Raw data: Begin
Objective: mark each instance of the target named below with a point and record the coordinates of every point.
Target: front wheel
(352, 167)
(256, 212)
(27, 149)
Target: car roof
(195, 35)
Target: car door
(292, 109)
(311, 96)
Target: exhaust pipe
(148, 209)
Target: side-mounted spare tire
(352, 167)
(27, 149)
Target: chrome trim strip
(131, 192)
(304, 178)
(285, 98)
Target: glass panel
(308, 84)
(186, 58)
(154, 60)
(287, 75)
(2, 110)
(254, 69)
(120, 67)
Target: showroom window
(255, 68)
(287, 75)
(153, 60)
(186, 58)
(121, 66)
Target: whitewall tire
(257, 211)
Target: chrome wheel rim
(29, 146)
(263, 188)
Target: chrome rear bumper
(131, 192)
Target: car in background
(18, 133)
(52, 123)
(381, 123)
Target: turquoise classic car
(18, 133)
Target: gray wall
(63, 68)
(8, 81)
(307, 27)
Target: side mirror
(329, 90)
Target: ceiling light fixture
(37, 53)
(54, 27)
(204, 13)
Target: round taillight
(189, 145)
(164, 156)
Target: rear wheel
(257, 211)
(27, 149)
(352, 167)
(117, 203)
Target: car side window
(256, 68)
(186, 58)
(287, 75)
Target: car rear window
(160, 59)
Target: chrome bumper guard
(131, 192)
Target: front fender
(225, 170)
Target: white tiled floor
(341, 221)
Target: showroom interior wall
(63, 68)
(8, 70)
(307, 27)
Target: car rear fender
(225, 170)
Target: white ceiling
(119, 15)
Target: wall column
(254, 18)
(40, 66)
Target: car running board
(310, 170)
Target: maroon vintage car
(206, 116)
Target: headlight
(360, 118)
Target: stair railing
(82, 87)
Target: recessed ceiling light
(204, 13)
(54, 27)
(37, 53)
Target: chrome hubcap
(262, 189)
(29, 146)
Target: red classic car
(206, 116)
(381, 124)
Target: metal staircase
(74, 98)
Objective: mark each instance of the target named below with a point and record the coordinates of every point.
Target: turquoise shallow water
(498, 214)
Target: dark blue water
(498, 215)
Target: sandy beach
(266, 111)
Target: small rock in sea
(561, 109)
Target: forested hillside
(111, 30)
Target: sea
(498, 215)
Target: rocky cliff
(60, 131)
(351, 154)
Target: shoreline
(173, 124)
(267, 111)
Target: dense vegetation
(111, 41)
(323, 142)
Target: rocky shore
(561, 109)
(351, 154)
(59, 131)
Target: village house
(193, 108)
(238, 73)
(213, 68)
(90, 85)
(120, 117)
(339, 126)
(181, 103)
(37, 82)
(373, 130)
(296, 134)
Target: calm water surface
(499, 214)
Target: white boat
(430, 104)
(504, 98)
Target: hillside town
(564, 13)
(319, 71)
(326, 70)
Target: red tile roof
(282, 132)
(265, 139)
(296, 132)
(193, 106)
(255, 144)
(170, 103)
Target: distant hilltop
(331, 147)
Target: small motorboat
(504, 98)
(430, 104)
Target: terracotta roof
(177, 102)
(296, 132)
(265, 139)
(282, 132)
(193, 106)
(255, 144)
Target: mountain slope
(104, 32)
Raw data: End
What you are asked to do:
The entries are to be transcribed exactly, each line in full.

Answer to this problem:
Objective: mark each instance of the target named below with a point and record the coordinates of every point.
Target: front wheel
(352, 167)
(256, 212)
(27, 149)
Target: car roof
(195, 35)
Target: car door
(292, 109)
(311, 96)
Target: exhaust pipe
(148, 209)
Target: side-mounted spare tire
(352, 167)
(27, 149)
Target: chrome trim strip
(131, 192)
(304, 178)
(285, 98)
Target: glass panel
(308, 84)
(186, 58)
(154, 60)
(287, 75)
(2, 110)
(254, 69)
(120, 67)
Target: showroom window
(255, 68)
(287, 75)
(153, 60)
(186, 58)
(121, 66)
Target: whitewall tire
(257, 211)
Target: chrome wheel rim
(29, 146)
(263, 188)
Target: chrome rear bumper
(131, 192)
Target: car in background
(18, 133)
(52, 123)
(381, 123)
Target: turquoise classic car
(18, 133)
Target: gray wall
(63, 68)
(8, 81)
(307, 27)
Target: side mirror
(329, 90)
Target: ceiling light fixture
(37, 53)
(54, 27)
(204, 13)
Target: round taillight
(189, 145)
(164, 156)
Target: rear wheel
(257, 211)
(27, 149)
(352, 167)
(117, 203)
Target: car side window
(256, 68)
(186, 58)
(287, 75)
Target: car rear window
(160, 59)
Target: chrome bumper guard
(131, 192)
Target: front fender
(225, 170)
Target: white tiled floor
(341, 221)
Target: showroom interior wall
(63, 68)
(8, 70)
(307, 27)
Target: car rear fender
(225, 170)
Target: white ceiling
(119, 15)
Target: wall column
(254, 18)
(40, 66)
Target: car running board
(310, 170)
Target: maroon vintage car
(206, 116)
Target: headlight
(360, 118)
Target: stair railing
(82, 87)
Target: recessed ceiling light
(204, 13)
(54, 27)
(37, 53)
Target: chrome hubcap
(262, 189)
(29, 146)
Target: red classic car
(206, 116)
(381, 124)
Target: metal staircase
(74, 98)
Objective: mark each instance of the target named below with a point and record the coordinates of every point.
Target: turquoise shallow water
(498, 214)
Target: dark blue water
(498, 215)
Target: sandy beach
(266, 111)
Target: small rock in sea
(561, 109)
Target: forested hillside
(111, 30)
Target: sea
(498, 215)
Target: rocky cliff
(60, 131)
(351, 154)
Target: shoreline
(173, 124)
(267, 111)
Target: dense vegetation
(111, 41)
(323, 142)
Target: rocky shore
(561, 109)
(351, 154)
(59, 131)
Target: village house
(193, 108)
(238, 73)
(213, 68)
(90, 85)
(120, 117)
(339, 126)
(181, 103)
(37, 82)
(373, 130)
(296, 134)
Target: calm water surface
(499, 214)
Target: white boat
(430, 104)
(504, 98)
Target: hillside town
(564, 13)
(319, 71)
(326, 70)
Target: red tile roof
(282, 132)
(265, 139)
(296, 132)
(193, 106)
(255, 144)
(170, 103)
Target: distant hilltop
(331, 147)
Target: small motorboat
(504, 98)
(430, 104)
Target: terracotta roof
(177, 102)
(296, 132)
(265, 139)
(282, 132)
(193, 106)
(255, 144)
Target: mountain slope
(104, 32)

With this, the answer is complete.